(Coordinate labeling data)
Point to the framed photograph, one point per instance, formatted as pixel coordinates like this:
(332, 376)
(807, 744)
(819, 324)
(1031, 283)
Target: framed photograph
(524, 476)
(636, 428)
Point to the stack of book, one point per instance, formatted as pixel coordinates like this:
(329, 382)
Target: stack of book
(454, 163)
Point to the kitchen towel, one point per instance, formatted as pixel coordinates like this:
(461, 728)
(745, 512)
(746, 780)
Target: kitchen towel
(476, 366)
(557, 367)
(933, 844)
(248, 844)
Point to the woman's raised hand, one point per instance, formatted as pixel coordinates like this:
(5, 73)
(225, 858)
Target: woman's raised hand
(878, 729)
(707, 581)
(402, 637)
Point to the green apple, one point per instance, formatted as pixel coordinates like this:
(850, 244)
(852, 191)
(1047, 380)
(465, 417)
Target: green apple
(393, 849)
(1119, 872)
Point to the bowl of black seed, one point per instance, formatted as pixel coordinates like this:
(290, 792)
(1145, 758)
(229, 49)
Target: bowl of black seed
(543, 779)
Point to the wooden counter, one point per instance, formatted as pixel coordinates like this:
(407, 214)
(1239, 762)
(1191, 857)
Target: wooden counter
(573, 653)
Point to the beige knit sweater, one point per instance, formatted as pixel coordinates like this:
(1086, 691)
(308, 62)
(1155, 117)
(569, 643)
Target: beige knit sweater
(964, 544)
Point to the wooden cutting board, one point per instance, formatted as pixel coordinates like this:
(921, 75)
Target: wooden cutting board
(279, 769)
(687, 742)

Goal
Exactly and only the lines from the line containing "Point to the stack" through the last line of the entries should be copied, both ends included.

Written answer
Point to the stack of book, one point per instance, formatted as pixel coordinates like this:
(329, 382)
Target: stack of book
(454, 163)
Point to the kitchen towel, one point per instance, formatted as pixel coordinates like this:
(461, 728)
(745, 512)
(746, 780)
Target: kitchen towel
(476, 366)
(557, 367)
(933, 844)
(248, 844)
Point to the woman's raised hand, one point per instance, formatted as pixel coordinates like this:
(5, 73)
(225, 858)
Target: woman's raised hand
(878, 729)
(707, 581)
(402, 637)
Point to the green apple, one point per instance, formatted as pixel coordinates like this:
(850, 244)
(852, 191)
(1047, 380)
(465, 417)
Target: green apple
(393, 849)
(1119, 872)
Point to the bowl of black seed, one point per instance, formatted as pixel coordinates like this:
(290, 792)
(1145, 758)
(229, 49)
Target: bowl of black seed
(543, 779)
Point to the wooden counter, one point per instance, formatted as pixel coordinates like this:
(407, 214)
(1239, 762)
(1191, 857)
Target: wooden counter
(573, 653)
Point to the beige knit sweater, one point per instance, formatted as pixel coordinates like this:
(1086, 691)
(308, 62)
(1155, 117)
(569, 643)
Target: beige knit sweater
(964, 544)
Point to the wooden cutting board, one point per instance, formatted as pixel coordinates like this:
(921, 75)
Target: wooden cutting board
(279, 769)
(687, 742)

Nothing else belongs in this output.